# REQUEST
Find each line in the material below that contains the string "table" and copy it out. Case matters when matching.

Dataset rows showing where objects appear
# # #

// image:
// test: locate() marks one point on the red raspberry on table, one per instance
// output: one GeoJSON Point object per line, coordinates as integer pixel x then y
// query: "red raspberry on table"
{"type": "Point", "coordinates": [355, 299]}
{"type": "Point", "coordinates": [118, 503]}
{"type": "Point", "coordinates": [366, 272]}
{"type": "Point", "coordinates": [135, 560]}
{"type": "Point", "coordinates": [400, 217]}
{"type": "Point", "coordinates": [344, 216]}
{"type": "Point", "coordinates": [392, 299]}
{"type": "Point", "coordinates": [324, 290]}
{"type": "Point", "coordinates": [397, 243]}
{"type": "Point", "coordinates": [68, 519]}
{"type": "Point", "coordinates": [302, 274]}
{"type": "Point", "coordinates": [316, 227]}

# # #

# EXERCISE ANSWER
// test: locate() marks one point on the red raspberry on table, one per instance
// query: "red raspberry on table"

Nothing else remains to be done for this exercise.